When I run on a track, I’m thankful that the hurdles are off to the side because I might suffer PTSD from running the 300 hurdles in high school. I always cleared the first few hurdles before my brain decided otherwise, and my leading right foot hit the hurdle smack in the middle of the wood that sent the back end to hit my butt. Track workouts tend to bring back these memories, but I guess the good news about running intervals on a track is that no runner is left behind. And the hurdles are stashed to the side.

In addition to a tempo run and a long run, a track workout is a great way to add overall speed for any runner. Of course, it’s not a good idea to do any of these workouts back to back because your body needs to rest in between them. Run easy in between these harder effort workouts or take a rest day, depending on your schedule.

Whether you’re a beginning or experienced runner, there are track workouts for you. On Monday, I’m coaching a Couch to 5K workout for runners as well as an interval session for more seasoned runners. Here are the workouts we’ll do below. Try them yourself, and know that I’ll keep an eye on those nasty hurdles so they won’t bother you.

Couch to 5K (Beginning Runner)

Walk for 5 minutes to warm up. Alternate running for 60 seconds and walking for 90 seconds for a total of 20 minutes. Do a 5 minute cool down walk. 1-2 miles total. This is the first week of the Couch to 5K workout; ideally, runners would do this workout three times in the first week of the 8 week program.

— Prompt A —
Decide whether each statement agrees with the track workout passage, answering yes or no and quoting the words that settle it: (i) The writer recommends doing a track workout and a tempo run back to back. (ii) The beginner workout alternates 60 seconds of running with 90 seconds of walking. (iii) The Couch to 5K program lasts 8 weeks.
— Prompt B —
Reproduce the section of the track workout passage that opens with the words containing "In addition to" and closes with "5K (Beginning Runner)".

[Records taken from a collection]
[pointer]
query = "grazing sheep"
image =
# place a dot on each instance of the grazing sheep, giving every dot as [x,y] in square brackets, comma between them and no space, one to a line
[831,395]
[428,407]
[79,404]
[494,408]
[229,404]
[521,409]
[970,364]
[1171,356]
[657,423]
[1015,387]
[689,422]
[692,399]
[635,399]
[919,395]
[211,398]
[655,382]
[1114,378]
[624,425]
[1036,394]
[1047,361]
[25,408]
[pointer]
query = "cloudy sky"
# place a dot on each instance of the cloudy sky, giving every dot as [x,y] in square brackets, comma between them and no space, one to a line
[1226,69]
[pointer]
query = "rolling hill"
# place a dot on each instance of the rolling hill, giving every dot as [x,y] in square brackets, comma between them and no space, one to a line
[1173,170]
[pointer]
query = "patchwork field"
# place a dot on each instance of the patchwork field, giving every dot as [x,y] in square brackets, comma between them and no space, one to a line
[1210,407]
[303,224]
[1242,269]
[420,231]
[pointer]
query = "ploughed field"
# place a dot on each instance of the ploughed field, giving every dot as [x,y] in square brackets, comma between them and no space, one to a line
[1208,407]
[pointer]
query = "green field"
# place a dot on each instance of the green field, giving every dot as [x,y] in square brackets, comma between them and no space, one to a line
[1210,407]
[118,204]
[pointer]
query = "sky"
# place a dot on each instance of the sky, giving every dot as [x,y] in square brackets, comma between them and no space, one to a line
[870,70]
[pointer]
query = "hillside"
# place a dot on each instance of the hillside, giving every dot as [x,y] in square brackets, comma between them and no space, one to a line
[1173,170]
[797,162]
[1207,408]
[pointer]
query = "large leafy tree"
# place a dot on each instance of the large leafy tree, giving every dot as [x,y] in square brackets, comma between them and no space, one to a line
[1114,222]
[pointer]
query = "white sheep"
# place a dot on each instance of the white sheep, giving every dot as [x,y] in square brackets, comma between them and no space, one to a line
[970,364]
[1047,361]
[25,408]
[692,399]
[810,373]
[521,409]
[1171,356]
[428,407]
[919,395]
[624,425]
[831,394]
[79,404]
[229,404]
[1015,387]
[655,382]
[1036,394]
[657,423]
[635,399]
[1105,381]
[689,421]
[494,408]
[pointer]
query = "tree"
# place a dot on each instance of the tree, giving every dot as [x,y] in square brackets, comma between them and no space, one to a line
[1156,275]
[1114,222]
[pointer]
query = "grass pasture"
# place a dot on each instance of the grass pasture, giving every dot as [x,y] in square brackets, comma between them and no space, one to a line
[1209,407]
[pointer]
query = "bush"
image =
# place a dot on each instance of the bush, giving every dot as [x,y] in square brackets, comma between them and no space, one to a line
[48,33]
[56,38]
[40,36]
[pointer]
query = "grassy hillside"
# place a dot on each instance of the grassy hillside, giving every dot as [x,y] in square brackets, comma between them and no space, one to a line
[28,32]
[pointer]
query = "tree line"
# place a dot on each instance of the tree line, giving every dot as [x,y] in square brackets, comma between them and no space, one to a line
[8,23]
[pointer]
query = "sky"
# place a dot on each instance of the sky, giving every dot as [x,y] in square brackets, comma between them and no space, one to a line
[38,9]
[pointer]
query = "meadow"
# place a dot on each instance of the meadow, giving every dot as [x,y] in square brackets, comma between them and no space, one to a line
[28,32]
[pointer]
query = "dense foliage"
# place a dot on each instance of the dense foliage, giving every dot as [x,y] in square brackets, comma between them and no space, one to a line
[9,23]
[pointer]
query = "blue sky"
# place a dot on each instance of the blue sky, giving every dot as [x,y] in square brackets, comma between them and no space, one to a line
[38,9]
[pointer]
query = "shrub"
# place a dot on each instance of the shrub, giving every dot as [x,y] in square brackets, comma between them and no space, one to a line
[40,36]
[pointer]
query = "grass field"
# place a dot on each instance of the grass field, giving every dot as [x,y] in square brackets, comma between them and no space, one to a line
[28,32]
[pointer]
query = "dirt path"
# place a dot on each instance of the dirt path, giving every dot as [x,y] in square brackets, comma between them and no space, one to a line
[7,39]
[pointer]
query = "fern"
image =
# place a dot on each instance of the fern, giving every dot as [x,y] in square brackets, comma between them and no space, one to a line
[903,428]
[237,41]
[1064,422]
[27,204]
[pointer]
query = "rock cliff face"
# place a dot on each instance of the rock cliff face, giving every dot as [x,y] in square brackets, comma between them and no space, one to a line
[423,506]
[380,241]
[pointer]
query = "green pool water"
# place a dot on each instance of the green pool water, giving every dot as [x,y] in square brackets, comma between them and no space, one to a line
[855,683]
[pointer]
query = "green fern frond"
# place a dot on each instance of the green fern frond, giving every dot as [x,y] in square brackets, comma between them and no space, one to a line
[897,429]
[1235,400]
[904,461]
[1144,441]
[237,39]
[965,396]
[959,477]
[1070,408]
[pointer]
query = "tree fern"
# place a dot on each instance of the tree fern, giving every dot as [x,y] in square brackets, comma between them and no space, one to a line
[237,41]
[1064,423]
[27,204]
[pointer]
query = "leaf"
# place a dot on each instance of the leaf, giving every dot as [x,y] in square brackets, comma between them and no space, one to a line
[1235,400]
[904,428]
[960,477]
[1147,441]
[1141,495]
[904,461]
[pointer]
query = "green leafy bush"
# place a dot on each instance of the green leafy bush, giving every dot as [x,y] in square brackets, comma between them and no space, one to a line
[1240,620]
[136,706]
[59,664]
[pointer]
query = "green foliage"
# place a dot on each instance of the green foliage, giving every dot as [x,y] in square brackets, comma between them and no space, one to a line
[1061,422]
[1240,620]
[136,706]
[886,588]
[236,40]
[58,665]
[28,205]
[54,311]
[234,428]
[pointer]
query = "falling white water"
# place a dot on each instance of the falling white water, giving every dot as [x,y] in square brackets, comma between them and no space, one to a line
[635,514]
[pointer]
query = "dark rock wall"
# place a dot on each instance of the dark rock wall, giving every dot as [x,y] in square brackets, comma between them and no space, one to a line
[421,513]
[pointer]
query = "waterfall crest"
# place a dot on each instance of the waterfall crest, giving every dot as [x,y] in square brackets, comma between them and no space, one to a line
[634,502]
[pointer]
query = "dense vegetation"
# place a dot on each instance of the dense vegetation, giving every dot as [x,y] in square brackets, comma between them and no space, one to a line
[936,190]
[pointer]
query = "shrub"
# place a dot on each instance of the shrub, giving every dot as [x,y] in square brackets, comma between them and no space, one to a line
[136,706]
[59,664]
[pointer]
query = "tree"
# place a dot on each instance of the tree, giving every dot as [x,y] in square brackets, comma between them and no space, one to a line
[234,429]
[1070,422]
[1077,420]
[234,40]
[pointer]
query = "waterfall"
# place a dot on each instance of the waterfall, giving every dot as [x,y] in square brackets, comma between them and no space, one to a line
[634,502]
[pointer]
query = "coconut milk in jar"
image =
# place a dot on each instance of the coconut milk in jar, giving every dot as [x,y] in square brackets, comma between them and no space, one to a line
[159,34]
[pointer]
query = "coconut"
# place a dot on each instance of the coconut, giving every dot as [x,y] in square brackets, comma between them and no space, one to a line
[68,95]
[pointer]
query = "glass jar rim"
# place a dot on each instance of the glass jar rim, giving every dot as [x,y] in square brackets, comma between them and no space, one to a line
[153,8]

— Result A —
(i) No: "it’s not a good idea to do any of these workouts back to back because your body needs to rest in between them."
(ii) Yes: "Alternate running for 60 seconds and walking for 90 seconds for a total of 20 minutes."
(iii) Yes: "ideally, runners would do this workout three times in the first week of the 8 week program."

— Result B —
In addition to a tempo run and a long run, a track workout is a great way to add overall speed for any runner. Of course, it’s not a good idea to do any of these workouts back to back because your body needs to rest in between them. Run easy in between these harder effort workouts or take a rest day, depending on your schedule.

Whether you’re a beginning or experienced runner, there are track workouts for you. On Monday, I’m coaching a Couch to 5K workout for runners as well as an interval session for more seasoned runners. Here are the workouts we’ll do below. Try them yourself, and know that I’ll keep an eye on those nasty hurdles so they won’t bother you.

Couch to 5K (Beginning Runner)